PASSAGE GIVEN>
In December, 2004 the Guardian Weekly ran a short news item, “Urinal Comes Out on Top”, announcing a survey of 500 artists, curators, critics and dealers had determined “a humble porcelain urinal–reclining on its side, and marked with a false signature–[is] the world’s most influential piece of modern art, knocking Picasso and Matisse from their positions of supremacy.” [1]

The item in question was Fountain, an industrially-produced urinal which French artist Marcel Duchamp signed” R. Mutt” and submitted on April 9, 1917 for inclusion in a large-scale exhibition of modern art–the Independents Exhibition–in New York City. Fountain was the latest in a series of industrially-produced items–“readymades”–Duchamp purchased following his arrival in New York in 1915. How and why it “came out on top” is an interesting story.

At its point of origin, the urinal was a mockery of Cubism, a movement Duchamp had participated in, but abandoned just before the outbreak of World War 1. The Cubist aesthetic was based in the main on the metaphysical speculations of the then world-famous French philosopher, Henri Bergson. Briefly, Bergson argued the conventional scientific view of the world based on the standardized measurement of time, Newtonian physics, and Euclidian geometry, was a intellectual formulation invented to serve our utilitarian needs. In Time and Free Will (1889), Creative Evolution (1907) and other widely read works, he constructed an alternative to this utilitarian, rationalizing worldview. Whereas Newtonian physics assumed matter was solid and inert, Bergson speculated that matter was actually energy in an unending condition of flux and interpenetration. The quantitative division of time epitomised by the clock, with its standard units of seconds, minutes, and hours was also done away with. Time’s passage was actually qualitative: each moment was different from the last, as was the condition of matter itself in its unceasing evolution. In the course of our day-to-day lives we routinely suppressed this knowledge out of necessity, however artists, potentially, had a role to play in this regard. Bergson singled them out and invited them to throw off the rationalist shackles to reveal the reality that lay hidden behind the veil. [2]

Consider Tea Time (1911) a portrait by Jean Metzinger reproduced in Jean Metzinger and Albert Gleizes’ aesthetic codification, Cubism (1912). Following Bergson, The Cubists understood this painting as an exercise of profound sympathy in which the artist had captured the sitter’s unique personality through a process of intuition attuned to the life force of the subject, right down to her material dynamism. To quote Gleizes and Metzinger, by circumnavigating the intellect Metzinger created a “sensitive passage between two subjective spaces” in which the personality of the sitter was reflected “back upon the understanding of the spectator.” [3] As such, Tea Time was a unique expression of a unique moment in the creative evolution of both artist and subject.

PROVIDED MATERIAL>

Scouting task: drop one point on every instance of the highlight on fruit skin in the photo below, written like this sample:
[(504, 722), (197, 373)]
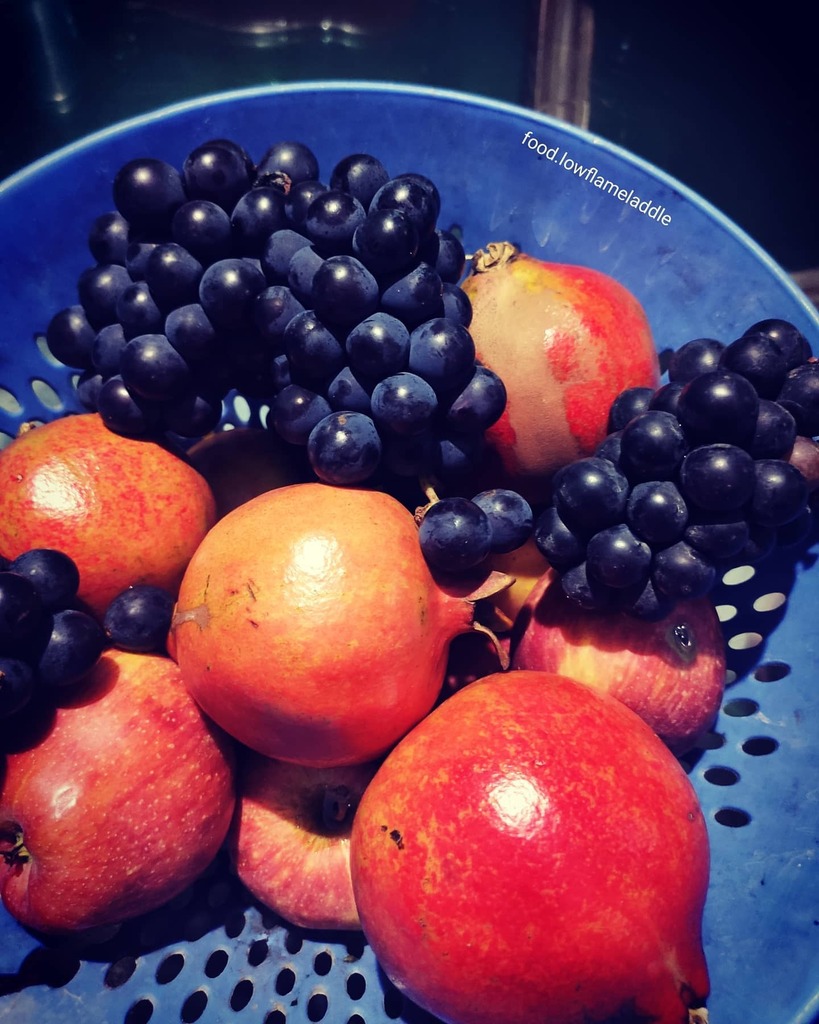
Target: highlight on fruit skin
[(565, 340)]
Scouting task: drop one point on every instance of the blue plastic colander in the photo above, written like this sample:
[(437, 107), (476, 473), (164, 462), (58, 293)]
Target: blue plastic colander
[(216, 955)]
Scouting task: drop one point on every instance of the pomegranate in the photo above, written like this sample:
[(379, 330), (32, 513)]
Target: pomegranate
[(310, 628), (126, 510), (672, 672), (549, 861), (565, 340)]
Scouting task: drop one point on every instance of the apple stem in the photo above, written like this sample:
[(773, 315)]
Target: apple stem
[(337, 806)]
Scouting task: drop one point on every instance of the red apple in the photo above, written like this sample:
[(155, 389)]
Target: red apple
[(290, 842), (122, 803), (531, 851), (672, 672), (125, 510), (565, 340)]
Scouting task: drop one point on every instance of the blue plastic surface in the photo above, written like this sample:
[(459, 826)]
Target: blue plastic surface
[(214, 954)]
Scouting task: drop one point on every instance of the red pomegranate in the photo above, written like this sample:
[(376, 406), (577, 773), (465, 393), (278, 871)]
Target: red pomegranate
[(310, 628), (531, 851)]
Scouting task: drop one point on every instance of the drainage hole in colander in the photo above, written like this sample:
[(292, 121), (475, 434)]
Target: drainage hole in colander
[(732, 817), (759, 747), (257, 953), (216, 964), (139, 1012), (316, 1007), (718, 775), (285, 981), (771, 672), (119, 972), (322, 963), (242, 994), (356, 985), (170, 968), (740, 708), (194, 1007)]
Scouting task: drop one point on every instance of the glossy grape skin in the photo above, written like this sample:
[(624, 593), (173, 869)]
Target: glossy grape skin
[(75, 642), (192, 335), (479, 403), (414, 297), (138, 619), (217, 171), (443, 353), (311, 348), (590, 494), (617, 558), (386, 242), (173, 275), (298, 200), (293, 158), (378, 346), (627, 404), (656, 512), (108, 238), (652, 446), (153, 369), (719, 407), (70, 337), (456, 304), (694, 357), (717, 477), (682, 572), (346, 391), (760, 359), (20, 610), (791, 341), (719, 537), (273, 309), (455, 535), (414, 196), (403, 402), (16, 685), (344, 448), (53, 574), (510, 516), (331, 221), (98, 289), (561, 546), (122, 412), (780, 493), (344, 291), (800, 394), (774, 432), (204, 229), (257, 214), (137, 312), (227, 291), (304, 264), (277, 252), (296, 411), (360, 174), (147, 193)]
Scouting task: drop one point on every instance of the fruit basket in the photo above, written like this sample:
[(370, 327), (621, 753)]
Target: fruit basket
[(504, 172)]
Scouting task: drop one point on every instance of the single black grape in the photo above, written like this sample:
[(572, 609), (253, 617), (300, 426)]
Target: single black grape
[(138, 619), (590, 494), (455, 535), (52, 572), (718, 477), (695, 357), (627, 404), (510, 516)]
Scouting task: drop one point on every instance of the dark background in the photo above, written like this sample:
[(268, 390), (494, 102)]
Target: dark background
[(722, 99)]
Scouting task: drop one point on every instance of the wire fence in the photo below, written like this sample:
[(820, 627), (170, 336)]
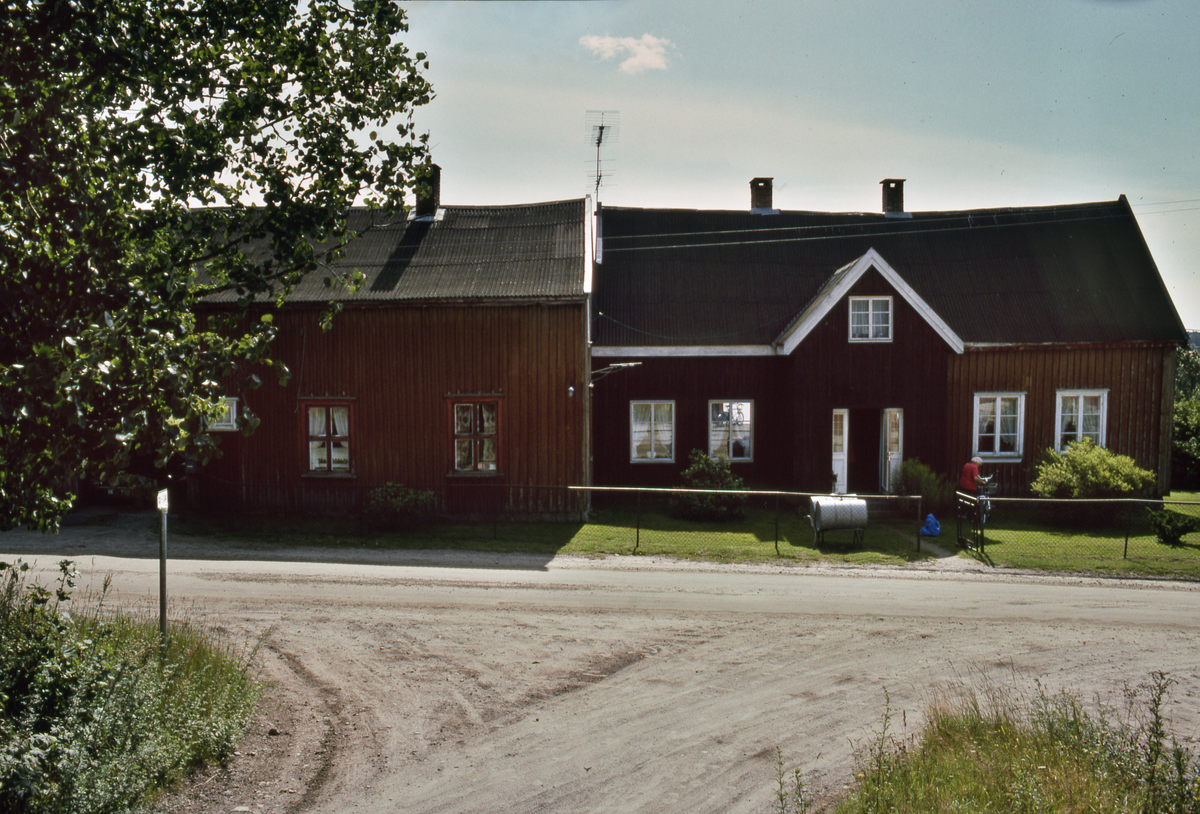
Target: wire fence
[(1091, 534), (1115, 536)]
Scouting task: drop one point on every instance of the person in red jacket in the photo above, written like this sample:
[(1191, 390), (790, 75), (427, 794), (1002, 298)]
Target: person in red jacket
[(970, 479)]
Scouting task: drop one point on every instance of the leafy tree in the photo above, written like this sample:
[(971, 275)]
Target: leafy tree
[(144, 141), (1186, 440), (1187, 373), (1087, 471), (1186, 444)]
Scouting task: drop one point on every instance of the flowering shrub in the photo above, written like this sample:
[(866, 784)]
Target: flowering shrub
[(705, 472), (1087, 471), (396, 504)]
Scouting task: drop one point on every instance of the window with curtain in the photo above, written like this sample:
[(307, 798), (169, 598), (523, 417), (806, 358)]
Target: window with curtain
[(329, 437), (228, 419), (870, 318), (999, 424), (1081, 414), (731, 430), (477, 436), (652, 431)]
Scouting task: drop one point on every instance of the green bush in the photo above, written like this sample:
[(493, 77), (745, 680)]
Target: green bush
[(705, 472), (95, 714), (395, 504), (1171, 526), (935, 490), (1087, 471)]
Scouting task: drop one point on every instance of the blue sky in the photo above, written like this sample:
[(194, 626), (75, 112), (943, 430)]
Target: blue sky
[(975, 103)]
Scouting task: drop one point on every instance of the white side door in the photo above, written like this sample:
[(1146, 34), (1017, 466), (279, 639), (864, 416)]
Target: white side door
[(893, 449), (840, 438)]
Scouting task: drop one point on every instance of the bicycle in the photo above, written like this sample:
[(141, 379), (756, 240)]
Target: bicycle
[(975, 509)]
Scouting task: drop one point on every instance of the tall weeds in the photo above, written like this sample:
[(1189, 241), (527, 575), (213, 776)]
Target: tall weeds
[(95, 713), (1003, 753)]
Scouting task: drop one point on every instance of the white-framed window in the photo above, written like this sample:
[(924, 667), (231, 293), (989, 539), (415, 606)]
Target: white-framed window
[(999, 424), (731, 430), (870, 318), (1081, 414), (228, 419), (652, 431), (328, 431), (477, 435)]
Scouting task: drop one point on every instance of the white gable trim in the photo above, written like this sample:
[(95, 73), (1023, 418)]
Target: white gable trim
[(844, 279), (685, 351)]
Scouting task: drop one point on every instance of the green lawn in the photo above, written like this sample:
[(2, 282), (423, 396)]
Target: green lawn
[(1121, 543), (1015, 537), (652, 532)]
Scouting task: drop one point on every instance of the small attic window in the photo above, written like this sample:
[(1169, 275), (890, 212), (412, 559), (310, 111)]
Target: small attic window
[(228, 419), (870, 318)]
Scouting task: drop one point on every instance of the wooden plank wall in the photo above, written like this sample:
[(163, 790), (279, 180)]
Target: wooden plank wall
[(691, 383), (399, 365), (1139, 379)]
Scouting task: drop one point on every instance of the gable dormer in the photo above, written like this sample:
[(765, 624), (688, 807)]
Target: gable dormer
[(871, 318)]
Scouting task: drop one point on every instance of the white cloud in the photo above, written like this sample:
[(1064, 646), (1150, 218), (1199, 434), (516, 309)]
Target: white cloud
[(646, 52)]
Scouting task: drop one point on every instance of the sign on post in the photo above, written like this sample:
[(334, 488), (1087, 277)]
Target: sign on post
[(162, 568)]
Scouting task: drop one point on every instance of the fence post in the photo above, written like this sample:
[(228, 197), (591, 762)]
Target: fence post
[(637, 522), (777, 525), (919, 525)]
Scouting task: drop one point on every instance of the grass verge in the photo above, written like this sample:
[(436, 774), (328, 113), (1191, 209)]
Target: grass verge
[(1002, 753), (97, 714), (889, 539)]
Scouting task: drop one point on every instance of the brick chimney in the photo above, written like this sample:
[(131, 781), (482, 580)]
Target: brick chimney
[(429, 199), (893, 196), (760, 193)]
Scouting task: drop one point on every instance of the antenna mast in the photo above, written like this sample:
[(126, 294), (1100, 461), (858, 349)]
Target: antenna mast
[(601, 127)]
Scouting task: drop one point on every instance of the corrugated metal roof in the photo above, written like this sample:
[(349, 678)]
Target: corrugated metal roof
[(526, 251), (1078, 273)]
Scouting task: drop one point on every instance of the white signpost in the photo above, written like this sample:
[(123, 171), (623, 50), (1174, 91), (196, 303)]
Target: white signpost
[(162, 567)]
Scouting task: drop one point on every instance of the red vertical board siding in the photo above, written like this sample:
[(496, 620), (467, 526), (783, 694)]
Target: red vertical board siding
[(397, 365)]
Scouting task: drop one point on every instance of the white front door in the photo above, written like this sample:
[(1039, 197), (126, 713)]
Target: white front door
[(840, 435), (892, 449)]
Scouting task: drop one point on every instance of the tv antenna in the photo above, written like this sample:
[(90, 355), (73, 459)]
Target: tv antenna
[(601, 127)]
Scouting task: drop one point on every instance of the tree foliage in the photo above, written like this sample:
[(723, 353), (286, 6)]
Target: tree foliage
[(1186, 438), (1087, 471), (1187, 373), (144, 141)]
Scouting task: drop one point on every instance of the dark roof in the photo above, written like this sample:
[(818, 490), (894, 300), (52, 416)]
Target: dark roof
[(526, 251), (1078, 273)]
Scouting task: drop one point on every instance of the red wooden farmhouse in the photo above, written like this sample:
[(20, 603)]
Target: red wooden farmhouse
[(511, 347), (816, 351)]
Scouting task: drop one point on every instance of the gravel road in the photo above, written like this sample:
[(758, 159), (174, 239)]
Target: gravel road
[(454, 682)]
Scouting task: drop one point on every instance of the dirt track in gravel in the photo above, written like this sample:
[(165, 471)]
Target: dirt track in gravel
[(437, 682)]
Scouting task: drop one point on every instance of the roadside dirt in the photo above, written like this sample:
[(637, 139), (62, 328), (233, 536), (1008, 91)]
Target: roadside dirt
[(435, 682)]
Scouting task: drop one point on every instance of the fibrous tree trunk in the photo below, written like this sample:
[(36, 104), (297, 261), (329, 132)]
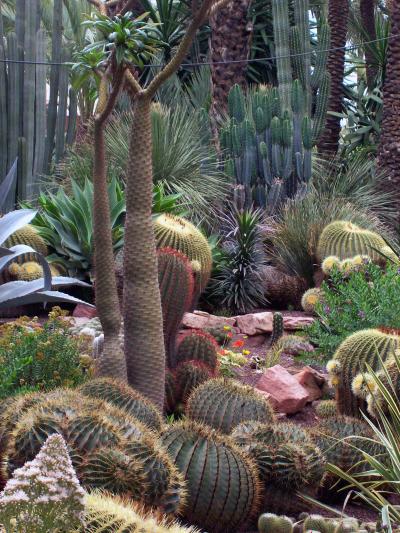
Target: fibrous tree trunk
[(367, 10), (389, 146), (338, 20), (230, 41), (144, 344)]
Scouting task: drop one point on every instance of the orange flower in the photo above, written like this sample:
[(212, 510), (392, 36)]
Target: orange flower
[(238, 344)]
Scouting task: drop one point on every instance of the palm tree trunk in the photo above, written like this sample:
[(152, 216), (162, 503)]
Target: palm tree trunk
[(389, 146), (230, 41), (112, 362), (338, 19), (367, 9), (144, 343)]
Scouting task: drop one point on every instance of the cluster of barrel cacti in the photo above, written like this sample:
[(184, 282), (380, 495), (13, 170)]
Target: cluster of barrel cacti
[(31, 128)]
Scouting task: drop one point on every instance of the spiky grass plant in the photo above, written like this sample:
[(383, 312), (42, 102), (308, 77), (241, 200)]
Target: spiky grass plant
[(238, 285), (44, 494)]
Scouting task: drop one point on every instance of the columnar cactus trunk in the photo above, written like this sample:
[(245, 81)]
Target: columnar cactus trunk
[(230, 40), (389, 147), (144, 343), (338, 18)]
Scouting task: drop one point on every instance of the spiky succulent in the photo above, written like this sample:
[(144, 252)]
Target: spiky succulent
[(344, 240), (124, 397), (223, 404), (198, 345), (178, 233), (272, 523), (222, 481), (366, 346), (176, 281), (311, 299), (106, 513)]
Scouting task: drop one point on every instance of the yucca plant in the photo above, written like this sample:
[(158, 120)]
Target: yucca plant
[(238, 285)]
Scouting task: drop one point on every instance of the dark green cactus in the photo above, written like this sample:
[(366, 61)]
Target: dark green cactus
[(124, 397), (366, 346), (277, 328), (175, 278), (345, 240), (198, 346), (226, 475), (175, 232), (223, 404)]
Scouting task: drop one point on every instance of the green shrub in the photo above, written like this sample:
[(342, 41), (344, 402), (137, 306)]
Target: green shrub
[(355, 301), (35, 357)]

TASK INSTRUCTIONS> Please give the date on which, according to the passage on Duchamp's Fountain, the urinal was submitted to the Independents Exhibition.

FINAL ANSWER> April 9, 1917